(Part of a data file)
>> Start
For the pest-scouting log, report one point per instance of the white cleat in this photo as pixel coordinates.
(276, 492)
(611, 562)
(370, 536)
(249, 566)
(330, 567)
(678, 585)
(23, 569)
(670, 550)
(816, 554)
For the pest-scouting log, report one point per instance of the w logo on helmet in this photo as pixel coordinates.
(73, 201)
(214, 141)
>> End
• _What to produce_
Rescale all the lines above. Reproduce each one, requests included, and multiply every coordinate value in the answers by 0.8, rounding to the nearest whole number with halves going up.

• _Final result_
For the pest-scouting log, report one point per instance of the white cleat in this photo as pixel coordinates.
(221, 394)
(489, 450)
(296, 429)
(199, 453)
(264, 454)
(542, 468)
(18, 455)
(536, 440)
(653, 443)
For the pest-scouting log, report one point per instance of the w logo on helmet in this photo as pixel coordinates.
(58, 161)
(171, 113)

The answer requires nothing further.